Saved entries |
● ● ● ● ●
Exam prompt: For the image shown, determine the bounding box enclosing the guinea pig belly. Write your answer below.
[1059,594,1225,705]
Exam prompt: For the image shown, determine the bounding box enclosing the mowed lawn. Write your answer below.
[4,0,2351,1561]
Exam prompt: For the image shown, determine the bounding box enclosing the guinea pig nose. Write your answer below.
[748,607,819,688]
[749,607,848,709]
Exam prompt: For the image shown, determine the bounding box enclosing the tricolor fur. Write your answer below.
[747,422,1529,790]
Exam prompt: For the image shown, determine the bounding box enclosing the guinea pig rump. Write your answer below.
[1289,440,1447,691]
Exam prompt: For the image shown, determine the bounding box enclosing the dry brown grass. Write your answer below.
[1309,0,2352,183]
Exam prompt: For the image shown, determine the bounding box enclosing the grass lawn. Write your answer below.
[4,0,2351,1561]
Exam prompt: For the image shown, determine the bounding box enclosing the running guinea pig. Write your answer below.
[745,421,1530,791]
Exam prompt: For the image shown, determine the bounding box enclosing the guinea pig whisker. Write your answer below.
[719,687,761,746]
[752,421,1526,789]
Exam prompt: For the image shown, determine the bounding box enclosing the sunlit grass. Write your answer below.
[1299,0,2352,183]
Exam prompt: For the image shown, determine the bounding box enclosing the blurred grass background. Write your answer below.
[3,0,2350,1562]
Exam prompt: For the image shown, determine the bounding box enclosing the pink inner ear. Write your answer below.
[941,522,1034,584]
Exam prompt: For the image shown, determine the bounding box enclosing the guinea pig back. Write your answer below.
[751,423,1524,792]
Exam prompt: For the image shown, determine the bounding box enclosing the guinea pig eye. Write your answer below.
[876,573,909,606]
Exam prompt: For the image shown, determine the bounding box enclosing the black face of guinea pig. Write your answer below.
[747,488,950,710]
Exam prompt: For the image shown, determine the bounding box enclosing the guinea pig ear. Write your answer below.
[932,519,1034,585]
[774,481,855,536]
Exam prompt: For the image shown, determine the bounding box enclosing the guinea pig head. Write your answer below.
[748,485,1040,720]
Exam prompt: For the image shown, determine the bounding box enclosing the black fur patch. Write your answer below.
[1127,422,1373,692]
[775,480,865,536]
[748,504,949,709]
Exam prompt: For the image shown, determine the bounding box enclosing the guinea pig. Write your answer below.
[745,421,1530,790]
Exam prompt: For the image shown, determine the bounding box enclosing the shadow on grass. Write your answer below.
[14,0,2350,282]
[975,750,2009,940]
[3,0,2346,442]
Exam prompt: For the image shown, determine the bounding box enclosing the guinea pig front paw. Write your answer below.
● ● ● ● ●
Every entry above must be reproduced word for word.

Exam prompt: For the image shown, determine the bounding box enclosing the guinea pig belly. Write your answer below.
[1059,594,1225,705]
Exam prompt: For the image shown, determine the bounding box enclosing the mowed lawn. Write your answer below.
[4,0,2351,1561]
Exam prompt: For the image shown, determine the bounding box enclosing the guinea pig nose. Write your answer below.
[748,607,819,688]
[749,607,848,709]
Exam prompt: For the image shown, determine the bounding box enclosing the tricolor fur. Write your answer below.
[747,422,1529,790]
Exam prompt: For the image shown, determine the bounding box enclosing the guinea pig rump. Write your answer below.
[1289,440,1447,691]
Exam prompt: For the image shown, determine the bounding box enclosing the dry brown grass. Write your answer below.
[1309,0,2352,183]
Exam prompt: For the image shown, determine the bounding box enclosing the grass lawn. Write your answer below.
[4,0,2351,1561]
Exam prompt: For the image shown, determine the bounding box enclosing the running guinea pig. Write your answer below.
[745,421,1530,791]
Exam prompt: For the image shown, determine the bounding box enclosing the guinea pig whisker. Write your answer below.
[719,687,761,746]
[752,421,1526,789]
Exam prompt: For the image shown, determine the bounding box enclosing the sunlit grass. Write your answer below.
[1299,0,2352,183]
Exam prompt: For the image shown, determine the bounding box enclosing the blurred grass background. Write your answer below.
[3,0,2350,1562]
Exam prompt: For the image shown, determine the bounding box enclosing the pink inner ear. Write your answer below.
[941,522,1034,584]
Exam prompt: For the image shown, determine the bounding box enclosing the guinea pig back. Write your answer below.
[751,423,1524,792]
Exam prompt: For the image shown, determine the bounding box enclosing the guinea pig eye. Write your answer below.
[876,573,909,606]
Exam prompt: For the image shown, determine the bounding box enclosing the black face of guinea pig. Write your answer below.
[747,488,950,710]
Exam prompt: For the image shown, determine the bounding box enclosing the guinea pig ear. Write your answer below.
[932,519,1034,585]
[774,481,855,536]
Exam prompt: For the image shown, determine the bounding box enclosing the guinea pig head. Write your answer below.
[748,485,1040,720]
Exam prompt: For the image shown, determine the bounding box enclosing the black fur patch. Write your answer below.
[1127,422,1373,692]
[775,480,865,536]
[748,504,949,709]
Exam prompt: For the image shown, determine the bounding box enclosing the guinea pig. Write your answer below.
[745,421,1530,790]
Exam prompt: For the image shown, determine the bounding box enclosing the shadow on grass. Write your answer below.
[14,0,2350,282]
[975,750,2009,940]
[3,0,2346,442]
Exam prompt: For the image shown, determine the bounding box enclosing the guinea pig front paw. Write your answer below.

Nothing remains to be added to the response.